Reproduce all of the data below word for word, leaving out the pictures.

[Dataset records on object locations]
▼

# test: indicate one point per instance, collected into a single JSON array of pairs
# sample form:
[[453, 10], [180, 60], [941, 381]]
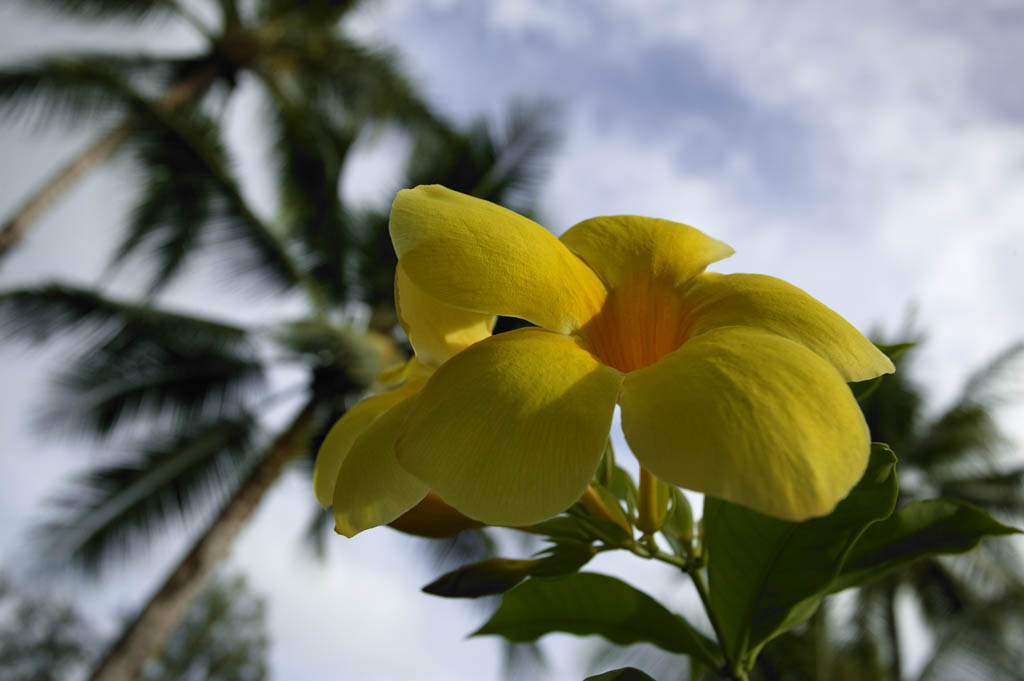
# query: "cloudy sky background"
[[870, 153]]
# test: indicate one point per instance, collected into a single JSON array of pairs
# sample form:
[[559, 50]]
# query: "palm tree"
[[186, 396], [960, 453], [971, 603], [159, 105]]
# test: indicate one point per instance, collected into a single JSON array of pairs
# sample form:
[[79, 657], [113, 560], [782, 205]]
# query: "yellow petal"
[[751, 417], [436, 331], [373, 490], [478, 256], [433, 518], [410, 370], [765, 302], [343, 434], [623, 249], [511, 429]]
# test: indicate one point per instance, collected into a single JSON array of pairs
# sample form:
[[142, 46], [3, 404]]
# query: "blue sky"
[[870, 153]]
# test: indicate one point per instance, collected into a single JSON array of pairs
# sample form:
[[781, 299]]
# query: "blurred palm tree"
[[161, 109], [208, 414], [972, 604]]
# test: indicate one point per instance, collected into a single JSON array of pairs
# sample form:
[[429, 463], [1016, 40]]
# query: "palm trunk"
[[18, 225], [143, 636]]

▲

*SOLUTION TO THIS EXERCISE*
# test: indicate one point per instance, collected into a single JSON array of pairs
# sample form:
[[453, 10], [180, 60], [941, 381]]
# query: "cloudy sky background"
[[870, 153]]
# test: indicate one point per instance, collected into a single JSON array of pairs
# sample form:
[[559, 50]]
# query: "palm tree"
[[186, 396], [960, 453], [971, 603], [159, 105]]
# test: indicate one point per instance, collected into a single JSON array of pairs
# sample form:
[[79, 657], [113, 560], [782, 205]]
# query: "yellow petal"
[[751, 417], [436, 331], [373, 490], [478, 256], [433, 518], [410, 370], [765, 302], [343, 434], [623, 249], [511, 429]]
# test: indicate one point per instance, collected into a single JSON array of pairs
# sample form:
[[142, 46], [3, 404]]
# query: "blue sky"
[[870, 153]]
# test: indicate one point per instance, collected into a single JSON array of pairs
# sample form:
[[781, 299]]
# query: "blurred palm tree"
[[161, 109], [208, 414], [972, 604]]
# test: indicate one point per instance, collected into a single JSON array of pairs
# sample form:
[[429, 463], [1016, 40]]
# query: "palm trunk"
[[18, 225], [143, 636]]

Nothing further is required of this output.